◆ TEXT BLOCK:
━━━━━━━━━━━━━━━━━━━━━━━━━━━━━━
Using metaclasses to play with decorators.
David MacQuigg
dmq at gain.com
Fri Jun 18 01:04:25 EDT 2004
On Thu, 17 Jun 2004 08:05:03 -0500, Jeff Epler <jepler at unpythonic.net>
wrote:
>On Wed, Jun 16, 2004 at 04:18:53AM -0700, David MacQuigg wrote:
>> I haven't given this much thought, but it occurred to me that making
>> the __new__ function work in an ordinary class ( not just a metaclass
>> ) would avoid the need for metaclasses in simple cases like my
>> example. [...]
>
>__new__ does work in an "ordinary class"! It just does something
>different than what you want. Here's a small "rational number" class
>where Rational(x, y) returns an int if x/y is an integer, or a Rational
>instance otherwise.
I just read Alex Martelli's 4 pages on metaclasses in "Python in a
Nutshell", and I'm finally starting to understand this topic. Thanks
to you and Michele Simionato for catching my misunderstanding on the
use of __new__.
━━━━━━━━━━━━━━━━━━━━━━━━━━━━━━
◆ EXERCISES:
- a) Answer these about the post on metaclasses and decorators, one a line:
(i) On what date and at what time was the post sent?
(ii) What does Rational(x, y) return when x/y is an integer?
(iii) How many pages on metaclasses did the writer read in "Python in a Nutshell"?
- b) Rewrite the post from "I just read" up to and including "use of __new__.", putting "confusion" in place of "misunderstanding".
The records have no connection to the post above.
━━━━━━━━━━━━━━━━━━━━━━━━━━━━━━
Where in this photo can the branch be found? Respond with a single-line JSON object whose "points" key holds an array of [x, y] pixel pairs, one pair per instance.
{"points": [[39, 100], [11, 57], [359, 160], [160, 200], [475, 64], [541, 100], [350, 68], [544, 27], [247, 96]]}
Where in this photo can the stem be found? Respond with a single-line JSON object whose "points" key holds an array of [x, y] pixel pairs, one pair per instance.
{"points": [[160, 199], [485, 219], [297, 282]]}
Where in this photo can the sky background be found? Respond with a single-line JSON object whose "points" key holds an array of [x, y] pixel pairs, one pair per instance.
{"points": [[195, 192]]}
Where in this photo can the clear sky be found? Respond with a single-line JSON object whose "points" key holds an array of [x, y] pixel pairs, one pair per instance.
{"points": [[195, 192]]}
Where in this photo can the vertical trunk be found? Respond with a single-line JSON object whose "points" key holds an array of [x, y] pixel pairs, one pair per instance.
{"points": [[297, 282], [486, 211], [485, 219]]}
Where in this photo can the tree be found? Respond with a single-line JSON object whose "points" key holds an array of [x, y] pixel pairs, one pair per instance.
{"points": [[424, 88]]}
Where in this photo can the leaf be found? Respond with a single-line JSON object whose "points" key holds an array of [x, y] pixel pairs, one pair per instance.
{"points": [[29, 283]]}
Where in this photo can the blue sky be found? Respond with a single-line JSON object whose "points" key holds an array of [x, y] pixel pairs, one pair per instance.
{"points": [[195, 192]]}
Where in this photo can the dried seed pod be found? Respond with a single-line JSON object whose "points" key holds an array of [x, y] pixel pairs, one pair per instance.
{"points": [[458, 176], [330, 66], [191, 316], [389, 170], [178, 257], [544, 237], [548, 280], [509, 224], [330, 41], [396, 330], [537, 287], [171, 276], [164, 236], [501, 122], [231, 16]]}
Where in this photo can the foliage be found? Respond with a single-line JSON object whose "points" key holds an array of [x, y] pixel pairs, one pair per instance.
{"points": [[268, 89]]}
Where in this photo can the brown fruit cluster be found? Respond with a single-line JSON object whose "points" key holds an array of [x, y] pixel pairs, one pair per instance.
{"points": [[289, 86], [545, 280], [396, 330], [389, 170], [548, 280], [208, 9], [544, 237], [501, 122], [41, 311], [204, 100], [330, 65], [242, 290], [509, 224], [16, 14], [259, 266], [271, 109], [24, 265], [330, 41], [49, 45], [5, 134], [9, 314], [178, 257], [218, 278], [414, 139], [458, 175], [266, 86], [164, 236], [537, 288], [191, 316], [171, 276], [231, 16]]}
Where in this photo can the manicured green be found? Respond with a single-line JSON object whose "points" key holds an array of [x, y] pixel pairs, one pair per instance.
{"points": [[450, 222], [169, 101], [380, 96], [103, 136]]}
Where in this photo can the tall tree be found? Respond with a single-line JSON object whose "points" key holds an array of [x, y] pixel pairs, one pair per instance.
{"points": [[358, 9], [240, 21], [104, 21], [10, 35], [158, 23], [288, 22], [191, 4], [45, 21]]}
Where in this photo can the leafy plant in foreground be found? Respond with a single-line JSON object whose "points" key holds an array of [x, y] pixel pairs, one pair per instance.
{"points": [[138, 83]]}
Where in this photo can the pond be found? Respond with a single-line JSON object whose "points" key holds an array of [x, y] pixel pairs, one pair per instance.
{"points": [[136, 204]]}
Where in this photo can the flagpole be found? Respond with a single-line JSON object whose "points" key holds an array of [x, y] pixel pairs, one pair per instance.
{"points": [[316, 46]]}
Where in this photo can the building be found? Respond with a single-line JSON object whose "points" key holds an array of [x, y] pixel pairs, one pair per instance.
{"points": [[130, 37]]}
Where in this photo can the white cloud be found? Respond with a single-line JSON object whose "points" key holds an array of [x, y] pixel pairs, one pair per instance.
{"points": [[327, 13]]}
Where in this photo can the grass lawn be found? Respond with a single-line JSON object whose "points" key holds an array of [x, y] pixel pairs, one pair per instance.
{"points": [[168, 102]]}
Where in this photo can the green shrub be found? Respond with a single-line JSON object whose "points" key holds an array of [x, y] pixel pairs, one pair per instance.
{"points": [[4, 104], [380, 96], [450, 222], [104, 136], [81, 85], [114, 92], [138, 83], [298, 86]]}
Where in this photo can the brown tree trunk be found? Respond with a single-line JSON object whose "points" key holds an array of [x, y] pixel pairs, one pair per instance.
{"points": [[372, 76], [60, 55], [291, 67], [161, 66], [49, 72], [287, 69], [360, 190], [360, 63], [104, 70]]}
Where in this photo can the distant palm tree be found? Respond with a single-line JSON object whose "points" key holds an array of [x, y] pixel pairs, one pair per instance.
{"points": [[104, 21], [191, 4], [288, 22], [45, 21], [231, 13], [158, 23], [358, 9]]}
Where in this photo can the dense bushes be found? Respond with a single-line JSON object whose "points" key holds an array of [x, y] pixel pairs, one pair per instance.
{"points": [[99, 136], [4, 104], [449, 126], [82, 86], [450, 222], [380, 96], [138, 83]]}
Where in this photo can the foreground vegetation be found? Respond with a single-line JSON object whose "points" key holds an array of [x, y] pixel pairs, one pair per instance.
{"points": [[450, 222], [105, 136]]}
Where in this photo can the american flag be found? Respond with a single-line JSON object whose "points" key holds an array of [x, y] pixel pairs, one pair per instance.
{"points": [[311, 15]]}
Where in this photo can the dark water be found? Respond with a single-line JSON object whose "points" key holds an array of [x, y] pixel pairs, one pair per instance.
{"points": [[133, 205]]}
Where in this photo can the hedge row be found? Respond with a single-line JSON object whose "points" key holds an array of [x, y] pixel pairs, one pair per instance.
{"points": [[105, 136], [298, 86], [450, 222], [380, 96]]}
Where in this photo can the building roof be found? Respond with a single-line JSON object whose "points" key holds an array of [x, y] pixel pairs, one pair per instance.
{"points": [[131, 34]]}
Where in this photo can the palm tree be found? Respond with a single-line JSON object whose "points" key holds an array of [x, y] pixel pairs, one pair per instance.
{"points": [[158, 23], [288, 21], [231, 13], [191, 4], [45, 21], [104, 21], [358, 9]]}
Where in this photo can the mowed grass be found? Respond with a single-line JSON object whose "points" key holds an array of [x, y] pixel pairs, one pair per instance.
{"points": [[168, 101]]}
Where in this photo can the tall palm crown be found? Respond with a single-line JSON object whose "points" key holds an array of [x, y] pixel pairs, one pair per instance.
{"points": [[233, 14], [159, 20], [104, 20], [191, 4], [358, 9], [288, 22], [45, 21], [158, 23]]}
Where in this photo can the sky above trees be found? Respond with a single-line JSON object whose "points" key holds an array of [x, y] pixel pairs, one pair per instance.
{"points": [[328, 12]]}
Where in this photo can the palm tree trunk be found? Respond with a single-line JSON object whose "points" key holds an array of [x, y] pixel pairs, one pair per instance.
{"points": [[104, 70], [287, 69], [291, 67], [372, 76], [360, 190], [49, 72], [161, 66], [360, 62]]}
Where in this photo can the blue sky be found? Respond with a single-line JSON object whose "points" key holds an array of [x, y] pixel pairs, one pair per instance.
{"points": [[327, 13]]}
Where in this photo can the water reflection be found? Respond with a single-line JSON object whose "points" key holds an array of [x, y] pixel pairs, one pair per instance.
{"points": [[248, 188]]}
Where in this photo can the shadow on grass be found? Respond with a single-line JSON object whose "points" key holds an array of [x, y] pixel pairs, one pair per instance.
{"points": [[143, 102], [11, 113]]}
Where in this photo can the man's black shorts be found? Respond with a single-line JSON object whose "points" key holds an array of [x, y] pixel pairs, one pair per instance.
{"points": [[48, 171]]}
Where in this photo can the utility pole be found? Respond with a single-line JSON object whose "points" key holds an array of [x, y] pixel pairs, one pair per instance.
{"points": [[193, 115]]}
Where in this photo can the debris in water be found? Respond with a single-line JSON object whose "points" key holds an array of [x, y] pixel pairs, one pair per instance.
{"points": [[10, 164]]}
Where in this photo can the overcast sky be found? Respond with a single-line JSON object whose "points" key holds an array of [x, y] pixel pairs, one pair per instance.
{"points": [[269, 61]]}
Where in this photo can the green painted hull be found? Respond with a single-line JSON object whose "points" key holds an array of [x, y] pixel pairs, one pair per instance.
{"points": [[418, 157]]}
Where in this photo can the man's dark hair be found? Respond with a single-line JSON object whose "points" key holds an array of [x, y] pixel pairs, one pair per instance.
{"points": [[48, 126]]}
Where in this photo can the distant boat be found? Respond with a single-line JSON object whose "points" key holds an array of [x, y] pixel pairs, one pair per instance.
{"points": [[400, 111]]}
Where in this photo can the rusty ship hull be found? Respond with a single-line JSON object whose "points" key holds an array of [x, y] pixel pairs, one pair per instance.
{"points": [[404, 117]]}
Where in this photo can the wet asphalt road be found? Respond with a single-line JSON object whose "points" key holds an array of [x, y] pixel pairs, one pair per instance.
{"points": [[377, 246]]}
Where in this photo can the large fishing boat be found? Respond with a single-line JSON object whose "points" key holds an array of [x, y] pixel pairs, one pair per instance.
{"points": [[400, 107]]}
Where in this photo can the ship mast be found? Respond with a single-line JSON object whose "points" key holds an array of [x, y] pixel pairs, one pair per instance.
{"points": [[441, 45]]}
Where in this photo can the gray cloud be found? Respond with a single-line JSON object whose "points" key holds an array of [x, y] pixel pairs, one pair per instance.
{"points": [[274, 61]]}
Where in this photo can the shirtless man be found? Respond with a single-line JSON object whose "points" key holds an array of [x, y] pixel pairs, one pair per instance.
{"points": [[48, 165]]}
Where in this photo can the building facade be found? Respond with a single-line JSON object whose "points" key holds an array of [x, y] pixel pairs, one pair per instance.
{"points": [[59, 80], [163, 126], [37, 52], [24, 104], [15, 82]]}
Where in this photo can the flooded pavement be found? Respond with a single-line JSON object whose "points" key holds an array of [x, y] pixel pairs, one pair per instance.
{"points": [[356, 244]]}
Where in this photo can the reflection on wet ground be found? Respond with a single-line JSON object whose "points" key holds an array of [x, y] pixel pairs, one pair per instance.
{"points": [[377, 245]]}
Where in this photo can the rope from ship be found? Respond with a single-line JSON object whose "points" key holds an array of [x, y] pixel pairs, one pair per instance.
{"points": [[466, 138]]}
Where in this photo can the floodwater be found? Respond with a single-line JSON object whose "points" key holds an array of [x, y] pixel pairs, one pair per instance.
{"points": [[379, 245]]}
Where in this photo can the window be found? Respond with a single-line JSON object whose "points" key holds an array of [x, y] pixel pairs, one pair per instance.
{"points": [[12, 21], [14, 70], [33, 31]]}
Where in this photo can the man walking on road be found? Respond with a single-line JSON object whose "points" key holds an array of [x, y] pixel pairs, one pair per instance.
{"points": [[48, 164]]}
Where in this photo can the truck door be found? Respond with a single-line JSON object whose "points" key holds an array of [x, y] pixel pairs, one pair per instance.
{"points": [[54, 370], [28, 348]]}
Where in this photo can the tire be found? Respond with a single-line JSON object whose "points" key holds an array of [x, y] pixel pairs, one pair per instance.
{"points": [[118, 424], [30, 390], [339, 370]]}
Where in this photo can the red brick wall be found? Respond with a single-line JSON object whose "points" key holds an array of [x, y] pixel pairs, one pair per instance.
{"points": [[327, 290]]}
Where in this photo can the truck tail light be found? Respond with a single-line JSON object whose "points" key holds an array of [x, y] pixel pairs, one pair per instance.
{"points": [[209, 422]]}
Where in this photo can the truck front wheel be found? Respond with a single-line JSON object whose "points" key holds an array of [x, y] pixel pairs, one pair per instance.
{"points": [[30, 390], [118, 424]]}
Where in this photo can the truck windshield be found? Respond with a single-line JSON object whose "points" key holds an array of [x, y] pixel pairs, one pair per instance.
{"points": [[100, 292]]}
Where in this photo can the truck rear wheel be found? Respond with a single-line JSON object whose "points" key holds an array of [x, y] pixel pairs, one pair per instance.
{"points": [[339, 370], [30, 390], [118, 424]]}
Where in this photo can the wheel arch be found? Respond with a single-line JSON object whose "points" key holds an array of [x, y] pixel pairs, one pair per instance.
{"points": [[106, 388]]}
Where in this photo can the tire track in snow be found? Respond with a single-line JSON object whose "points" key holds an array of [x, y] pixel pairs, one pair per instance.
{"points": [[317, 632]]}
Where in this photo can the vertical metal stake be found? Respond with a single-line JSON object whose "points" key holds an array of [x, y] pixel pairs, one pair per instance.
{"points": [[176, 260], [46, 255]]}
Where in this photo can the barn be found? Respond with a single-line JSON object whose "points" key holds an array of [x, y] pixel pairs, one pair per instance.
━━━━━━━━━━━━━━━━━━━━━━━━━━━━━━
◆ RESULTS FOR EACH TASK:
- a)
(i) Fri Jun 18, 01:04:25 EDT 2004
(ii) An int
(iii) 4

- b)
I just read Alex Martelli's 4 pages on metaclasses in "Python in a
Nutshell", and I'm finally starting to understand this topic. Thanks
to you and Michele Simionato for catching my confusion on the
use of __new__.